WHAT YOU WILL DO:
#1 Using the artichoke herb profile, decide whether each statement agrees with it, and answer yes or no with the deciding words quoted: (a) Artichoke is a stronger choleretic than Milk Thistle. (b) Only the new leaves are commonly used. (c) Artichoke is more effective than Milk Thistle in dealing with liver damage.
#2 Reproduce the part of the artichoke herb profile starting with "Parts commonly used: Leaf" and going on through "Liver, gallbladder, urinary.".

DOCUMENT SEGMENT:

*** Block opens ***

Artichoke (Globe/Garden Artichoke) (Cynara scolymus)

Family: Asteraceae

Parts commonly used: Leaf (both new and old leaves).

Properties/energetics: Bitter, digestive, liver protective and restorative, choleretic, cholagogue/Cool, moist; sweet, bitter, slightly salty.

Systems predominantly affected:  Liver, gallbladder, urinary.

Uses: Globe Artichoke is an excellent pleasant-tasting bitter, and, like Milk Thistle, it is liver protective and regenerative. Although maybe not quite as effective as Milk Thistle in dealing with liver damage, it has the advantage of being a stronger choleretic (promotes formation of bile) and cholagogue (promotes flowof bile). This quality makes artichoke particularly useful when there is liver congestion, and it has proved itself a good remedy when there is poor bile flow with associated difficulty digesting fats, increased levels of blood cholesterol and triglycerides, or gallstones.

*** Block closes ***

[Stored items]
*** Block opens ***

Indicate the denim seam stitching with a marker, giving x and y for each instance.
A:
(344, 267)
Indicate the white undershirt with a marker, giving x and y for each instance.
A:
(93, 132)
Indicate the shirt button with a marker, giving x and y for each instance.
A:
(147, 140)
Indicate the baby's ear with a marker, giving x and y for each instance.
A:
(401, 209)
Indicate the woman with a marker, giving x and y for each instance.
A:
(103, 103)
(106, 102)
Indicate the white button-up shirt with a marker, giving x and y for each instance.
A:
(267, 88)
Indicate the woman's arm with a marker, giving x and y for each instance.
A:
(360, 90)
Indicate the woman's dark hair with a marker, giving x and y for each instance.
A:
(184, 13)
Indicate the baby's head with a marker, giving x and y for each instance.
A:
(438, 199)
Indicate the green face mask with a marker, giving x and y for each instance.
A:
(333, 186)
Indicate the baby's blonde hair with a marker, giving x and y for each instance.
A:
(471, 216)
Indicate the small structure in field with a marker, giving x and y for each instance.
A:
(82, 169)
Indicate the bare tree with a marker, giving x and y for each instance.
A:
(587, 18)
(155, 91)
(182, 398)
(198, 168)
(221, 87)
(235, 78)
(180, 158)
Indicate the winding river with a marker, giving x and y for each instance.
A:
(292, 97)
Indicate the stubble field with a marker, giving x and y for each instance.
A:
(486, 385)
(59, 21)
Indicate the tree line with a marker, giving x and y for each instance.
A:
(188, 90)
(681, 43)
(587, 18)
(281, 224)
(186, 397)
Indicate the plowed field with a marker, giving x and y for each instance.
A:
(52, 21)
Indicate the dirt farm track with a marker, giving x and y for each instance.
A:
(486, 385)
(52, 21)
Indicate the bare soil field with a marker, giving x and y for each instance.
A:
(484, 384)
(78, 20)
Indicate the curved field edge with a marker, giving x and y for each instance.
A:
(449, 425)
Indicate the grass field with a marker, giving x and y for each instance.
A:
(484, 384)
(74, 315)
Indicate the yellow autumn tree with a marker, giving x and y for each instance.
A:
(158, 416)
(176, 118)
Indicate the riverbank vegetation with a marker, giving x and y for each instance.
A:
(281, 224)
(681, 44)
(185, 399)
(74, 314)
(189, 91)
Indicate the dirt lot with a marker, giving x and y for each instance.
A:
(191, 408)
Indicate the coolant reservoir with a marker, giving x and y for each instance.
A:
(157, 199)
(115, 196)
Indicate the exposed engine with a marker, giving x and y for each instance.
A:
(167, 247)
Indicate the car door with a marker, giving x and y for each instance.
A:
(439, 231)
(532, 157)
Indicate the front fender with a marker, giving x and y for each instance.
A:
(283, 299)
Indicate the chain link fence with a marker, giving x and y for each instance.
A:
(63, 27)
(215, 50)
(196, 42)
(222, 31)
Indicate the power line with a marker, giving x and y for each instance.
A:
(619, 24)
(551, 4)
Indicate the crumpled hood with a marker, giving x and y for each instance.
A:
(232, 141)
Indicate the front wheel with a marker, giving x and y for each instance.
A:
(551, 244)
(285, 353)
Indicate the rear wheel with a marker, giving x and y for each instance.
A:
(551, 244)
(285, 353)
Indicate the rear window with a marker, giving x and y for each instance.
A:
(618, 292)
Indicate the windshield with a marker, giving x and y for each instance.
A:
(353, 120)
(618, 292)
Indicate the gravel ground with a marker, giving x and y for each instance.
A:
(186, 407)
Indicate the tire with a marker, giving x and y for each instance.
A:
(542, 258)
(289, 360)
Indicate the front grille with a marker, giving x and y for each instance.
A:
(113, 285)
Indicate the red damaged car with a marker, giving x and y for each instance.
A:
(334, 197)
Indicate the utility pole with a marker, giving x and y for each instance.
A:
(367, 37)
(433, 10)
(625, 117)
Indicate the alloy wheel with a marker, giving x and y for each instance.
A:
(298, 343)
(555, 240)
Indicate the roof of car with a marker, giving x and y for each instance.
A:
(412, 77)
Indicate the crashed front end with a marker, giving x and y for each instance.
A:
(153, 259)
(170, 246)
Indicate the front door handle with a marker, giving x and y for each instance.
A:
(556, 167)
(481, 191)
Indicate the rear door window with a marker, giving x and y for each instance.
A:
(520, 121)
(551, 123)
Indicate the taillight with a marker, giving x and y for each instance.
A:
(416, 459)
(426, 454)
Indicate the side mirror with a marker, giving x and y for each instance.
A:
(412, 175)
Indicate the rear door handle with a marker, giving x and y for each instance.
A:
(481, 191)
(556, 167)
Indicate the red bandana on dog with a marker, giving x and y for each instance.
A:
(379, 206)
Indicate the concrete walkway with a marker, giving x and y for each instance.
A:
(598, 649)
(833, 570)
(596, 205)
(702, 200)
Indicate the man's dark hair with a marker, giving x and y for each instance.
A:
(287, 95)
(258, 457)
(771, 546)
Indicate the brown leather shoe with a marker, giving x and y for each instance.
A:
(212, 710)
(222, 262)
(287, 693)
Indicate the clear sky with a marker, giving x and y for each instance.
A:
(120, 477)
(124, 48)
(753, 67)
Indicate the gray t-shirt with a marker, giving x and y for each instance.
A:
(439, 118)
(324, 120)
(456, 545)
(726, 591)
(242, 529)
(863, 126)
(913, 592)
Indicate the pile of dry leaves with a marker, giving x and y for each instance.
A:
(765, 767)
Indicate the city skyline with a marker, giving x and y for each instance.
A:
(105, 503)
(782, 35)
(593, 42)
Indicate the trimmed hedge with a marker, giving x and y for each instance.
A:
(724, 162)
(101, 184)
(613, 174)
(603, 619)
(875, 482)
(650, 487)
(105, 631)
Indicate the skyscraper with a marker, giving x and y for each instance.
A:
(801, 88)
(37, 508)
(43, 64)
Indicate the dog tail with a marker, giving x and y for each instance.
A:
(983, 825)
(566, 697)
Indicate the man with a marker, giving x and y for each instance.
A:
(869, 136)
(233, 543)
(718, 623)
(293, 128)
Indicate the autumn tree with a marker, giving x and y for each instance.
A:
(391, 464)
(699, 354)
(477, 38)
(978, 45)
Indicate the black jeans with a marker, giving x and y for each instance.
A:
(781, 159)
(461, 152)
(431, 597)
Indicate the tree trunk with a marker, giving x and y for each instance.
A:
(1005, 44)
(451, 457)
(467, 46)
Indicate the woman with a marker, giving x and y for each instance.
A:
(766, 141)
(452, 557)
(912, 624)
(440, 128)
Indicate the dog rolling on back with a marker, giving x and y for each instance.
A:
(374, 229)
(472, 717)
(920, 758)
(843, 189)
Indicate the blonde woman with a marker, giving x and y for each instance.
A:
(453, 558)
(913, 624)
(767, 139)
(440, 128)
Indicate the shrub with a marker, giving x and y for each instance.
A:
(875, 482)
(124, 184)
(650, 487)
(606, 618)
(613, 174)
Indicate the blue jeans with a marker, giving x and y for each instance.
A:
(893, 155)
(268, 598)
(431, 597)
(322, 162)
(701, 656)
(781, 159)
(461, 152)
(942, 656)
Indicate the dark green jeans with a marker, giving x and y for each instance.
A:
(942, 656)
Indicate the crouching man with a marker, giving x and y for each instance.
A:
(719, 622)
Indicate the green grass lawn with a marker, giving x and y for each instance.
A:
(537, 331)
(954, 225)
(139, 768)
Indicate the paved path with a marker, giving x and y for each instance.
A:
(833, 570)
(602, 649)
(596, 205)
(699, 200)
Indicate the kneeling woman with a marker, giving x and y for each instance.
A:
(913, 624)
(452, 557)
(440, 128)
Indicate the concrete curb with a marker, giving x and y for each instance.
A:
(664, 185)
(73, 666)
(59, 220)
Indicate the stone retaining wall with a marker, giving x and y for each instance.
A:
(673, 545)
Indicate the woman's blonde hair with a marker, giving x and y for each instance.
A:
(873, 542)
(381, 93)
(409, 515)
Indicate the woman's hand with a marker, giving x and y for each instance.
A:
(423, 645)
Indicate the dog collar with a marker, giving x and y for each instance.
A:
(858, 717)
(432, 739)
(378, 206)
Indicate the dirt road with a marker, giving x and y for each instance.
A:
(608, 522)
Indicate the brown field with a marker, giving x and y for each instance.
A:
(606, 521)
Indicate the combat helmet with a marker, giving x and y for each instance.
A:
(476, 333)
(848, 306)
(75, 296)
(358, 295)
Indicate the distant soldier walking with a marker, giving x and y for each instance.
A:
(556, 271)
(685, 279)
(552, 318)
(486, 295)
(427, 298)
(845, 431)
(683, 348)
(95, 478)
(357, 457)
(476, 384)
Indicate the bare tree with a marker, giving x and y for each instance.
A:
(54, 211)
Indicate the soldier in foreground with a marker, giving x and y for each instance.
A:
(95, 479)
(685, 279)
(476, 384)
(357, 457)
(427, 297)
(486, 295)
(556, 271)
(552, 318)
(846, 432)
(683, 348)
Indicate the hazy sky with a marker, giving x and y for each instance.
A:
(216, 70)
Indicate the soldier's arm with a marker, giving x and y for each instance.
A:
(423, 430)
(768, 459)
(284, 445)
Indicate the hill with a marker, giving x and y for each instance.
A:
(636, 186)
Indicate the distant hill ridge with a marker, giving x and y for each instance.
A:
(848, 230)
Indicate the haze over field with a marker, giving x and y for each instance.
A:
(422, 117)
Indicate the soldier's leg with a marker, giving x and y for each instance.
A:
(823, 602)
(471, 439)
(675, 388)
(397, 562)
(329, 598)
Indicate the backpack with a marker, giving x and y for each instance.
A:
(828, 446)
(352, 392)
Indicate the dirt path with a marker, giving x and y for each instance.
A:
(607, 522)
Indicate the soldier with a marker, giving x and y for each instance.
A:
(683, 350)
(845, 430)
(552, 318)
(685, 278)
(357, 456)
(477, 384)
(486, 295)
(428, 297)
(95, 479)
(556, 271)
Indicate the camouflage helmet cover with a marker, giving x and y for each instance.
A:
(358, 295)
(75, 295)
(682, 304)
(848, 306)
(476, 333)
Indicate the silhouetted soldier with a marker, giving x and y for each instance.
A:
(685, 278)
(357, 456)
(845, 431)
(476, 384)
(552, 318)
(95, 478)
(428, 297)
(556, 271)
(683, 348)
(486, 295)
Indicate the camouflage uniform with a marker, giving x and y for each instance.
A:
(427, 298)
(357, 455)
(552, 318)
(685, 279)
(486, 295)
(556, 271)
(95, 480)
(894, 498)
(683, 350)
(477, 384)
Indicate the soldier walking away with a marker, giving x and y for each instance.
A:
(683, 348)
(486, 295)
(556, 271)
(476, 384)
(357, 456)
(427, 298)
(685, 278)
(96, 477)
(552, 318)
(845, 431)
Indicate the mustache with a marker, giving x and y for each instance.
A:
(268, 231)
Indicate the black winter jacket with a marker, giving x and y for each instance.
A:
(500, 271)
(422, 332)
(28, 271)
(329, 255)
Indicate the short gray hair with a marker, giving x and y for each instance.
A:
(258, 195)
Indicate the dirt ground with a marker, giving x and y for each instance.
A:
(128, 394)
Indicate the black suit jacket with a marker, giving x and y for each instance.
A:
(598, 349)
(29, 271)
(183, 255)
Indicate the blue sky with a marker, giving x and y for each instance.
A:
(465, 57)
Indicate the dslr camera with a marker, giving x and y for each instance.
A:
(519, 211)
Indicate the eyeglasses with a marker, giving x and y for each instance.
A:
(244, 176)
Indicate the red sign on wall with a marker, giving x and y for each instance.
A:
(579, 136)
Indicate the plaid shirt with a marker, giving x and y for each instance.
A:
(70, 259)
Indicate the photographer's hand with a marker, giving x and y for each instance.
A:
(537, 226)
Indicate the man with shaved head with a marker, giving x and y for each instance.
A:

*** Block closes ***

RESPONSES BY ITEM NUMBER:
#1
(a) Yes: "it has the advantage of being a stronger choleretic (promotes formation of bile)"
(b) No: "Leaf (both new and old leaves)."
(c) No: "Although maybe not quite as effective as Milk Thistle in dealing with liver damage"

#2
Parts commonly used: Leaf (both new and old leaves).

Properties/energetics: Bitter, digestive, liver protective and restorative, choleretic, cholagogue/Cool, moist; sweet, bitter, slightly salty.

Systems predominantly affected:  Liver, gallbladder, urinary.